* Exercise
Copy the records word for word, starting with the line that contains "For the evaluation set, tag every instance of the red" and continuing through the end of the records.

* Begin Exercise material *

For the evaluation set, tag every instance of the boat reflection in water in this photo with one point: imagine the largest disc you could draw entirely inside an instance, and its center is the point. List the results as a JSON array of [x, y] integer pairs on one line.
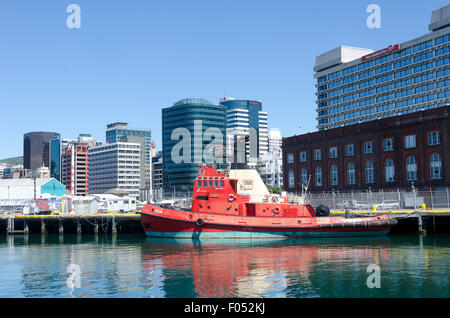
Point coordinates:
[[280, 268]]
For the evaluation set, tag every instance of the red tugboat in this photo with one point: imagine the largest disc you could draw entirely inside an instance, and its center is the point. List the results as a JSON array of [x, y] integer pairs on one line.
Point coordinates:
[[233, 207]]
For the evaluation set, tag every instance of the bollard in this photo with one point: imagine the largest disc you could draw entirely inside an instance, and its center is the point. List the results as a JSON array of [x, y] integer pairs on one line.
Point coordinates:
[[421, 230], [347, 213], [43, 230]]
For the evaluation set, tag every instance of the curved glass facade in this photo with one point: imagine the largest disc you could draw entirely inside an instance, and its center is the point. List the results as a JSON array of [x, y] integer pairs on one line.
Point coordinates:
[[193, 116]]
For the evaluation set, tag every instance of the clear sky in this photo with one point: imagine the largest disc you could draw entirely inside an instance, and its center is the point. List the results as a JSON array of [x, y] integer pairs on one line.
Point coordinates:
[[132, 58]]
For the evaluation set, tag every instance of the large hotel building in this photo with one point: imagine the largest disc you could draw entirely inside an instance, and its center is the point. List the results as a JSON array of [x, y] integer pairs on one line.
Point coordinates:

* End Exercise material *

* Solved problem
For the evaluation set, tag every instance of the red tugboat in this photo with one point: imagine the largest disc you could draw entirely inside an instance, and its center is the point. List the results as a JSON array of [x, y] integer pairs on one line.
Point coordinates:
[[233, 207]]
For the evaluation set, tag every instance of the bollard in this photo with one point: imagine the largest disc you could draw entirely inside an instance, and its center is the point. List the results as a JSON array of [x, y] integer pairs on one line.
Point coordinates:
[[421, 230], [347, 213], [43, 230]]
For the evaluation set, tag every instance of the curved glass facade in this photo with one point: imagine the largest disc you could draw entirely inside an instance, and its center is the point. List the results as a JSON array of [x, y] integer pairs on one line.
Point coordinates:
[[193, 116]]
For the evaluation set, tag every instance of the clear sky in this photo with one point: imagine the largest disc you could draw entirely inside an instance, and its center is the point. List the results as a JSON array of [x, y] integer pairs on one line.
Point coordinates:
[[132, 58]]
For the evaluation set, tag every instance of the large hotel building in this photo with one point: imagine the largest disc you could draw entirely inside an instance, and its center is the point. List the results as a JSON array of [x, y] integer pairs on one line.
Point coordinates:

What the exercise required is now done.